◆ **과제 안내**:
아래 줄 가운데 "fillet"라는 낱말이 들어 있는 줄을 하나도 빠짐없이 골라 그대로 보여 주세요. 대문자와 소문자는 서로 다른 글자로 봅니다.

◆ **데이터 줄**:
※

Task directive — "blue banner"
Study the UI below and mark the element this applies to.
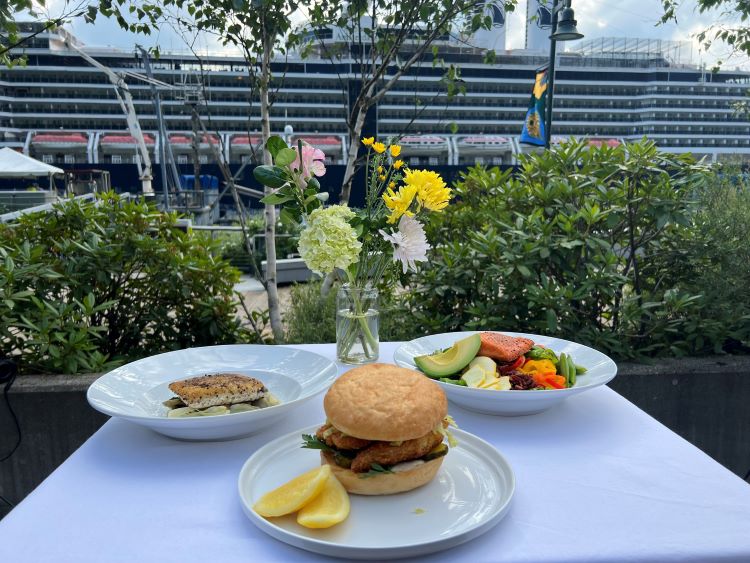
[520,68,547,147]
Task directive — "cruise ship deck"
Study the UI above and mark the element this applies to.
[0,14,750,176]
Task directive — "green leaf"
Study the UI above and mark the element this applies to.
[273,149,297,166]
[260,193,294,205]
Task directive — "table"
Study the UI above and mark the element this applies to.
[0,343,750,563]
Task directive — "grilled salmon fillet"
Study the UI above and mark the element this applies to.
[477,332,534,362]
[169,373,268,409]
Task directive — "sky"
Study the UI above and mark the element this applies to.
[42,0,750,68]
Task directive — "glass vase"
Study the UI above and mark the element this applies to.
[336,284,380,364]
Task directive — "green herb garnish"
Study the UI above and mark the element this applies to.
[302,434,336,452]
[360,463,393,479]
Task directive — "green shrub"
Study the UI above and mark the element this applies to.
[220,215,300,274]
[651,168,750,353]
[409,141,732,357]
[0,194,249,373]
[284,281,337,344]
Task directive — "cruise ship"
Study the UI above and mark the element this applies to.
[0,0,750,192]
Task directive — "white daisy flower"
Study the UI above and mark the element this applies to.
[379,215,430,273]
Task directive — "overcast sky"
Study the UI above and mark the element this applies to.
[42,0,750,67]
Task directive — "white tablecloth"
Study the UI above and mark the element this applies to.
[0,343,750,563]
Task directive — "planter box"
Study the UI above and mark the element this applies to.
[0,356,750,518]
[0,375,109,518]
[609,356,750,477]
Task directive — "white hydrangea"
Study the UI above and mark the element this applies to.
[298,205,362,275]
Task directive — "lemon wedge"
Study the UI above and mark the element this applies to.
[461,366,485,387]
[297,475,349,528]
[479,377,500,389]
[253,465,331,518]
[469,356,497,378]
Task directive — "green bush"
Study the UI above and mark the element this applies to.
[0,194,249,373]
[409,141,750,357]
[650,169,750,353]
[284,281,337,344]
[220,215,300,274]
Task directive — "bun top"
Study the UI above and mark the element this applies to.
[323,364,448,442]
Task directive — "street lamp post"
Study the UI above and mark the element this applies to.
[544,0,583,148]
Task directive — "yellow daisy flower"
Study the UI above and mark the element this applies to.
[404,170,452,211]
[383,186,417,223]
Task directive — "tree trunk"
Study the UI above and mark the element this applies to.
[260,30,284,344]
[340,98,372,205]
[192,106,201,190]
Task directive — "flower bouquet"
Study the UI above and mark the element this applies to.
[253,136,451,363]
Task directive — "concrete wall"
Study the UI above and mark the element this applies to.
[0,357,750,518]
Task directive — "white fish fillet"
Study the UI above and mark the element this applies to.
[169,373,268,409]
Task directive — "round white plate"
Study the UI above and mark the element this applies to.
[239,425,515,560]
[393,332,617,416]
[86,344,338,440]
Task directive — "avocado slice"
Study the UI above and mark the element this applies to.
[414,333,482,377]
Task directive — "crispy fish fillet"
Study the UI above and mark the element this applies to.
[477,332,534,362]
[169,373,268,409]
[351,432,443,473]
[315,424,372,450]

※

◆ **과제 결과**:
Task directive — "grilled salmon fillet"
Task directive — "white fish fillet"
Task directive — "crispy fish fillet"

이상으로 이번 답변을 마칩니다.